**WHAT THE EXERCISE ASKS:** Print the listing below verbatim, passing over each picture.

**WORKING DATA:**

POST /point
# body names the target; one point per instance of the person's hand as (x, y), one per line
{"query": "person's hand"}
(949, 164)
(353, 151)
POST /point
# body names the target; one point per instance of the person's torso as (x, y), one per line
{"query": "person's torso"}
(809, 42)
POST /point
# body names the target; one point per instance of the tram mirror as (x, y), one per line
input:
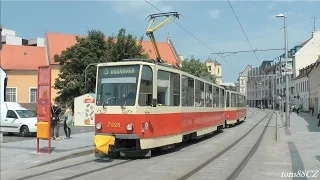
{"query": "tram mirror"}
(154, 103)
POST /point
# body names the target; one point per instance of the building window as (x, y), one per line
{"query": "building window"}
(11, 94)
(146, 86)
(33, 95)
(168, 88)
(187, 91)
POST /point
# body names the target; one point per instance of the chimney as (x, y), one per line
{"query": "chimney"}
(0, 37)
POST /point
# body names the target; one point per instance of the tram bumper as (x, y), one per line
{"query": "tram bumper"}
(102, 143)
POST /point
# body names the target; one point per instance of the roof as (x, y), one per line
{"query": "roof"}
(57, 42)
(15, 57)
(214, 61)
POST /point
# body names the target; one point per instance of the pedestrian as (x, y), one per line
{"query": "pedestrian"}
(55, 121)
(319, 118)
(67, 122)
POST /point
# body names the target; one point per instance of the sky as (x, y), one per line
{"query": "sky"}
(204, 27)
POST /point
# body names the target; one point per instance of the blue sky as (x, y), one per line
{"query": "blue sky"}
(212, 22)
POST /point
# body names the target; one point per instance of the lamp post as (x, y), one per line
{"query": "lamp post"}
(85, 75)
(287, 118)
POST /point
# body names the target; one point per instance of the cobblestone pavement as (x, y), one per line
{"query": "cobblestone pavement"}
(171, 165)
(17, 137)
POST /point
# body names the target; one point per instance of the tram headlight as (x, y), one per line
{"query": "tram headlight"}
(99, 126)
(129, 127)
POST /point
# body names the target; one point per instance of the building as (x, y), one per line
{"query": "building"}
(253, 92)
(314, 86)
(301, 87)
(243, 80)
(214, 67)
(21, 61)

**OUTPUT:**
POST /point
# body names the target; one point per instance of the person's hand as (x, y), one per line
{"query": "person's hand"}
(949, 164)
(353, 151)
POST /point
# body names the target; one point per instance of the person's torso as (x, y), one per line
{"query": "person's torso"}
(809, 42)
POST /point
# body names the target; one point per instance of the tram mirror as (x, y), one per line
input:
{"query": "tram mirror"}
(154, 103)
POST /point
# body names the target; one point per instance of the building window as (x, y), one per line
{"query": "building window"}
(11, 94)
(146, 86)
(33, 95)
(168, 88)
(187, 91)
POST /point
# body names the target; one point per instance of the chimney as (x, y), one per line
{"query": "chimney"}
(0, 37)
POST /point
# body names the target; one point per instance of the tram bumper as (x, y), one per line
{"query": "tram bumper"}
(102, 143)
POST /point
# body names the target; one point per instance of the roof as (x, y), one per line
{"query": "roof"}
(57, 42)
(15, 57)
(214, 61)
POST /point
# body names the target; one point per instance of the pedestrian as (x, y), one per line
{"query": "pedestrian"}
(55, 121)
(319, 118)
(67, 122)
POST /point
# body names the target; one point per instance of the sky as (x, y), one per line
{"query": "sky"}
(204, 27)
POST /point
# body names the target; one point per instance of the blue sky as (x, y), one per line
{"query": "blue sky"}
(212, 22)
POST /point
# body names the target; one point per instance of the lamp post as (x, y), one per line
{"query": "lamp post"}
(85, 75)
(287, 118)
POST /point
# body names the target; one point per instance of the cobblestone pavement as (x, y), one per line
{"query": "cobblestone pavement"}
(171, 165)
(17, 137)
POST /point
# body names the target; one point per instance of the tram headlight as (x, y), one per line
{"query": "tram headlight"}
(99, 126)
(129, 127)
POST /point
# body names the target; one point per instance of the building as (x, y), one per line
{"query": "building"}
(253, 92)
(314, 86)
(301, 87)
(243, 80)
(214, 67)
(21, 61)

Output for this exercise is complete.